**Exercise objective:** Would you retype the whole listing verbatim, keeping pictures out of it?
***
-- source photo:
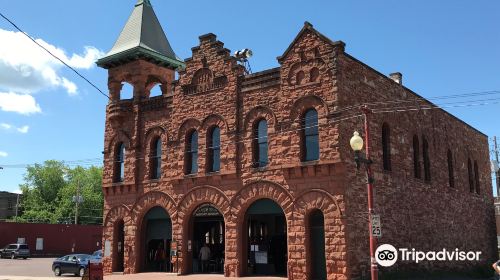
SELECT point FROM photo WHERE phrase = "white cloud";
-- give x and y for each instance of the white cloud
(9, 127)
(26, 68)
(19, 103)
(24, 129)
(5, 126)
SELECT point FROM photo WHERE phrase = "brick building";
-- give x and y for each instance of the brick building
(259, 167)
(8, 204)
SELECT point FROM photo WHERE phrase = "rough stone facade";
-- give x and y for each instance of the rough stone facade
(314, 72)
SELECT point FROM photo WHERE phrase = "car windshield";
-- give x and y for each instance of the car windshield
(83, 258)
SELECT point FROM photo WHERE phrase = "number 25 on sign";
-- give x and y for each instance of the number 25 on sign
(376, 227)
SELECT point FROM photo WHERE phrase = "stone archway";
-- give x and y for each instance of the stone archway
(137, 229)
(237, 238)
(114, 231)
(331, 207)
(187, 205)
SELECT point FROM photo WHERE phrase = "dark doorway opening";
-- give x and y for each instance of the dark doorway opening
(266, 239)
(157, 234)
(207, 231)
(317, 245)
(118, 246)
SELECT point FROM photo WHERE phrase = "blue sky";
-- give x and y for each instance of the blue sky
(47, 112)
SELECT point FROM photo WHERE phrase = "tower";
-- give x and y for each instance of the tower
(141, 56)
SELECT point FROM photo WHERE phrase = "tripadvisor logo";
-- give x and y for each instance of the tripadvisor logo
(387, 255)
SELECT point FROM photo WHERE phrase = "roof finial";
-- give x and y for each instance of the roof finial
(140, 2)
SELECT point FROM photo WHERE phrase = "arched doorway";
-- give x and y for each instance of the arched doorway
(265, 239)
(156, 236)
(317, 259)
(207, 242)
(118, 246)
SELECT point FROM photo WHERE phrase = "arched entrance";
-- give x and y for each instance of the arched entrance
(265, 239)
(317, 259)
(118, 246)
(207, 242)
(156, 235)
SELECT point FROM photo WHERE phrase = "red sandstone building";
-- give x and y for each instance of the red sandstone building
(259, 167)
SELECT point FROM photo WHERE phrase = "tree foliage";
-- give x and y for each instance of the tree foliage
(49, 190)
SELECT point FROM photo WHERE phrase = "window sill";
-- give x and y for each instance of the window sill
(259, 168)
(309, 162)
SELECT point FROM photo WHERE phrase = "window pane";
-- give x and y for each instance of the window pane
(311, 138)
(311, 122)
(312, 148)
(263, 154)
(216, 160)
(216, 137)
(194, 162)
(192, 153)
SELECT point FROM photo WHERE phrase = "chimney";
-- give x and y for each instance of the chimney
(397, 77)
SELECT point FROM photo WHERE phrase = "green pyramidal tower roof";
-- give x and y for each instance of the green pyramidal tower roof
(142, 37)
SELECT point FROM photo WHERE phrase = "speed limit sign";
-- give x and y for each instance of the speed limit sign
(376, 227)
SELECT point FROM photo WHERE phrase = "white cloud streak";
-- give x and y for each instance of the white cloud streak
(9, 127)
(24, 104)
(27, 69)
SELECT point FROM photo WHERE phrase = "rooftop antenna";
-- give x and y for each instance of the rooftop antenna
(242, 57)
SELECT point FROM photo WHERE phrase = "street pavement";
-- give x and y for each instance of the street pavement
(41, 269)
(29, 269)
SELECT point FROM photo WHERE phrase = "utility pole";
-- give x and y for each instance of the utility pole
(78, 199)
(17, 207)
(497, 172)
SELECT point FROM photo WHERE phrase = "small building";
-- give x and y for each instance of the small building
(258, 166)
(52, 240)
(9, 204)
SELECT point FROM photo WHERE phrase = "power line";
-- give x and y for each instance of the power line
(54, 56)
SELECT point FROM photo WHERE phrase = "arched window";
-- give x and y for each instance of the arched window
(310, 136)
(427, 162)
(451, 176)
(313, 74)
(213, 144)
(476, 176)
(260, 143)
(119, 163)
(416, 157)
(192, 153)
(386, 146)
(155, 159)
(300, 77)
(471, 175)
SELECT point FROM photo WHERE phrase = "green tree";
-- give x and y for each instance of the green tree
(49, 190)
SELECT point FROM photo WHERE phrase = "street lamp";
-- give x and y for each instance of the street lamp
(356, 143)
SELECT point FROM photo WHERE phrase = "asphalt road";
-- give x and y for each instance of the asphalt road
(32, 268)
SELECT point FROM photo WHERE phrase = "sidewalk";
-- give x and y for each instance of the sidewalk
(168, 276)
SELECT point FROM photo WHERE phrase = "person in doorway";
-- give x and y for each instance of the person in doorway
(160, 257)
(496, 267)
(204, 257)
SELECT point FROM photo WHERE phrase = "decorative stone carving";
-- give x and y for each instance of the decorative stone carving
(203, 81)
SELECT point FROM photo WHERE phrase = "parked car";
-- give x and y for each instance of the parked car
(97, 256)
(15, 251)
(75, 264)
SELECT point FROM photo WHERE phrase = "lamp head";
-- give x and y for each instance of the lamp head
(356, 142)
***
**Response:**
-- source photo:
SELECT point FROM photo WHERE phrase = "white cloud";
-- give x and y for each instance of the white cloud
(9, 127)
(26, 68)
(19, 103)
(24, 129)
(5, 126)
SELECT point FROM photo WHERE phrase = "brick building";
-- give x and y for each instance of the brick building
(259, 167)
(8, 204)
SELECT point FROM photo WHERE phrase = "rough stone facade";
-- give x and y for each instance of the rough stone facade
(314, 72)
SELECT point FROM photo WHERE phrase = "car windshield";
-- give x and y for each instance of the car windshield
(83, 258)
SELECT point FROM photo WHERE phrase = "number 25 on sign";
-- give x and y for each instance of the number 25 on sign
(376, 227)
SELECT point FROM photo WHERE phrase = "stone archway";
-- give x and y for each instance of the stone archway
(137, 229)
(237, 238)
(114, 231)
(331, 207)
(187, 205)
SELECT point FROM photo WHERE phrase = "dark doorway opening";
-- give x and y for each instance of the dark doorway opening
(266, 239)
(157, 234)
(207, 231)
(317, 245)
(118, 246)
SELECT point FROM photo WHERE phrase = "blue sky";
-- give x and y for each instance of the blue sky
(47, 112)
SELECT point FROM photo WHERE phrase = "tower";
-- give x and y for each instance of the tower
(141, 56)
SELECT point FROM photo WHERE phrase = "tripadvisor logo";
-- give x and y for each instance of the tripadvisor logo
(387, 255)
SELECT point FROM photo WHERE phrase = "roof finial";
-- give x and y for each instance of the roof finial
(140, 2)
SELECT point FROM photo WHERE phrase = "arched doorway";
-- give x and y for each instance of the arched doorway
(265, 239)
(156, 236)
(317, 259)
(207, 242)
(118, 246)
SELECT point FROM photo WHERE phrase = "arched entrance";
-- give x and y for each instance of the arched entrance
(265, 239)
(317, 259)
(118, 246)
(207, 242)
(156, 235)
SELECT point FROM photo WHERE phrase = "red sandstone building";
-- give x and y for each instance of the red sandstone building
(259, 167)
SELECT point FROM photo WHERE phrase = "tree foliage";
-- give x and y for each instance of the tree foliage
(49, 190)
SELECT point FROM photo WHERE phrase = "window sill";
-- give x and y for each instance of the window sill
(259, 168)
(309, 162)
SELECT point FROM photo WHERE phrase = "window pane";
-- give x and y for each instance of the window pane
(311, 138)
(311, 122)
(312, 148)
(263, 154)
(216, 160)
(216, 137)
(194, 162)
(192, 153)
SELECT point FROM photo WHERE phrase = "chimney";
-- give x and y for each instance of the chimney
(397, 77)
SELECT point FROM photo WHERE phrase = "green pyramidal tower roof";
-- give x and y for each instance of the green pyramidal tower roof
(142, 37)
SELECT point FROM photo WHERE phrase = "speed limit sign";
-- give x and y for each instance of the speed limit sign
(376, 227)
SELECT point FROM photo WHERE phrase = "white cloud streak";
-- give x and y for each instance of the white cloud streak
(9, 127)
(24, 104)
(27, 69)
SELECT point FROM photo WHERE phrase = "rooftop antenna";
-- give x and y for each instance of the rooftop antenna
(242, 57)
SELECT point FROM photo WHERE phrase = "street pavement";
-- give x and y for each instance of the street pavement
(41, 269)
(29, 269)
SELECT point FROM photo WHERE phrase = "utility pole";
-- give x and y for each instance of the utility pole
(78, 199)
(17, 207)
(497, 172)
SELECT point FROM photo WHERE phrase = "small building";
-- give x and y for each instance of the small building
(258, 166)
(52, 240)
(9, 204)
SELECT point FROM photo WHERE phrase = "power line";
-- give x and y for each instance of the power line
(54, 56)
SELECT point FROM photo WHERE phrase = "arched window";
-- give x and y for each instance of the arched window
(310, 136)
(427, 162)
(451, 176)
(313, 74)
(213, 144)
(476, 176)
(260, 143)
(119, 163)
(416, 157)
(192, 153)
(386, 146)
(155, 159)
(300, 77)
(471, 175)
SELECT point FROM photo WHERE phrase = "green tree";
-- give x and y for each instance of the green tree
(49, 190)
SELECT point FROM photo WHERE phrase = "street lamp";
-- give x and y for each instance of the street lamp
(356, 143)
SELECT point FROM photo WHERE phrase = "asphalt road";
-- give x and y for each instance of the asphalt road
(32, 268)
SELECT point FROM photo WHERE phrase = "sidewalk";
-- give x and y for each instance of the sidewalk
(168, 276)
SELECT point FROM photo WHERE phrase = "person in doorway";
-- give x and y for each instance of the person in doorway
(160, 257)
(496, 267)
(204, 257)
SELECT point FROM photo WHERE phrase = "decorative stone carving";
-- give x and y for each instance of the decorative stone carving
(203, 81)
SELECT point FROM photo WHERE phrase = "parked car";
-- give x and y for each instance of the parked car
(97, 256)
(15, 251)
(75, 264)
SELECT point FROM photo WHERE phrase = "lamp head";
-- give x and y for each instance of the lamp head
(356, 142)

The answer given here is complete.